------ Data entries ------

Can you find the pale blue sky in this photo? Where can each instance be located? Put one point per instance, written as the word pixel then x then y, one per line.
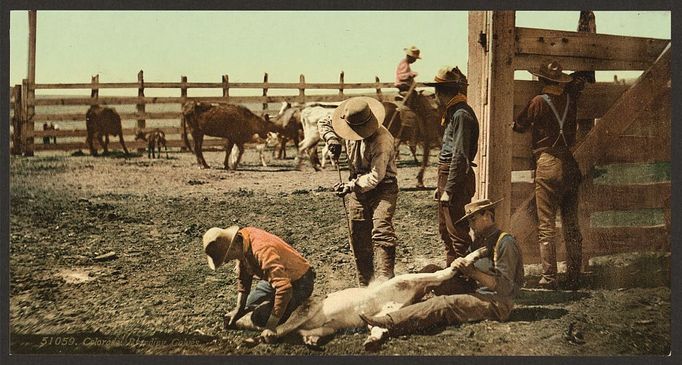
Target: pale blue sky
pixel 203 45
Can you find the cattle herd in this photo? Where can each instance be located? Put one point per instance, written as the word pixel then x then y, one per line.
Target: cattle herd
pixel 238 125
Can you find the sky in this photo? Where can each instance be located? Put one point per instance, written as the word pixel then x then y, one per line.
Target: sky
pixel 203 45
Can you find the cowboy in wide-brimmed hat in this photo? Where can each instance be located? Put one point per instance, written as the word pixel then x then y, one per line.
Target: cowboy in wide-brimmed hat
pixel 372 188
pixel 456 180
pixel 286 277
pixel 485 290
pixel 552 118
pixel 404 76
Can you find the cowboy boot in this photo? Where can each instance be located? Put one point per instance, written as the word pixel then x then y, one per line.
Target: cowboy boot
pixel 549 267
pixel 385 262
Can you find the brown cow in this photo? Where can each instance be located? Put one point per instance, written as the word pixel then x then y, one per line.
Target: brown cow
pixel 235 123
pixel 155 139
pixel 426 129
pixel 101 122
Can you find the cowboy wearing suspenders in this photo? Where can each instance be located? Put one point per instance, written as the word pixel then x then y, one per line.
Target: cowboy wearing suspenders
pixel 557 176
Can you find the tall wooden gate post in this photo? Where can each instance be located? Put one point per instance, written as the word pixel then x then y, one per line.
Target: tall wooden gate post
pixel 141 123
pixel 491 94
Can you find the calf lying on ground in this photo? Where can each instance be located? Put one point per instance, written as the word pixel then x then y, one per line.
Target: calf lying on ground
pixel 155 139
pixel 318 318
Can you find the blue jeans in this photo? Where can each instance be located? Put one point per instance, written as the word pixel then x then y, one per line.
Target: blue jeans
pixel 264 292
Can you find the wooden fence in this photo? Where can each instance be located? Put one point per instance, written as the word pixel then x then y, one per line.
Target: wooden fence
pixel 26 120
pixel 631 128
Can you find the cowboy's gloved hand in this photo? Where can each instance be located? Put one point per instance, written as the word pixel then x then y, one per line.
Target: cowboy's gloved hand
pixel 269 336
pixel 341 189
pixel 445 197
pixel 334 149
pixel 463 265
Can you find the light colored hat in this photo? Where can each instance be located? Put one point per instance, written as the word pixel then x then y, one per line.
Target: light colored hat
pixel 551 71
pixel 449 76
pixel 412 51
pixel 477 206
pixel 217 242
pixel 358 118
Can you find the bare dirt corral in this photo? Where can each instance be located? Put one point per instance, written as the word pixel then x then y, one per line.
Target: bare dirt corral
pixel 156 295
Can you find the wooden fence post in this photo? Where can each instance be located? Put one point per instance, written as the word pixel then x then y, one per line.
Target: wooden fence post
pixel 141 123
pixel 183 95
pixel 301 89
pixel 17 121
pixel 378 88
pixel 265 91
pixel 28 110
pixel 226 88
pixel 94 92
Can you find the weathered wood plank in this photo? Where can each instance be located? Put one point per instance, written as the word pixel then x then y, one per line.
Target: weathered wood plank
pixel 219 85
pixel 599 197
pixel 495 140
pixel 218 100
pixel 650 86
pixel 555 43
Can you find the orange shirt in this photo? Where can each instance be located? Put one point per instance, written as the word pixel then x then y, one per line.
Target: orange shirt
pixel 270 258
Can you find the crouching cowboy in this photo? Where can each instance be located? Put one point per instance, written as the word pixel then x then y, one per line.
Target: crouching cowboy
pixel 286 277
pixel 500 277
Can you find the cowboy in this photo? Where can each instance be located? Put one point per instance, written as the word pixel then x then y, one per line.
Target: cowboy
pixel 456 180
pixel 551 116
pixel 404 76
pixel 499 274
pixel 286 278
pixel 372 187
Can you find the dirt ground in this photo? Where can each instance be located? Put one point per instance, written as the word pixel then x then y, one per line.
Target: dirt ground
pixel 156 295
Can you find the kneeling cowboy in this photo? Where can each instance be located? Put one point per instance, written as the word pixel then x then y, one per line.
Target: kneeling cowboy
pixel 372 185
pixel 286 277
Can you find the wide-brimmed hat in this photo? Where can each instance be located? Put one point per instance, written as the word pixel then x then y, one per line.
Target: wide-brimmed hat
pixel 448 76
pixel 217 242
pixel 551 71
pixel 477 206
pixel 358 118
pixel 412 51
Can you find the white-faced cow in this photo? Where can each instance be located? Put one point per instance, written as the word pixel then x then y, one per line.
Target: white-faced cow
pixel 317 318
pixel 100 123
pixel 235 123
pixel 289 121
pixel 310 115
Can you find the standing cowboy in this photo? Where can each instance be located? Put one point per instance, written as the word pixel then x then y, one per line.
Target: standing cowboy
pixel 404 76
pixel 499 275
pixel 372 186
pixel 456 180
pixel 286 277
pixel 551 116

------

- What is needed:
Convert the lines into a numbered list, starting at the line that contains "Can you find the calf" and ending after the line that contains "pixel 264 292". Omit any blank lines.

- Exercise solution:
1. Can you find the calf lying on ground in this photo? Where can each instance be located? Put one point per instance, written as the word pixel then x then y, one per line.
2. Target: calf lying on ground
3. pixel 155 139
4. pixel 318 318
5. Can you find the blue jeans in this photo? Where can each instance be located? Put one point per instance, written as the word pixel then x then y, one per line.
6. Target: blue jeans
7. pixel 264 292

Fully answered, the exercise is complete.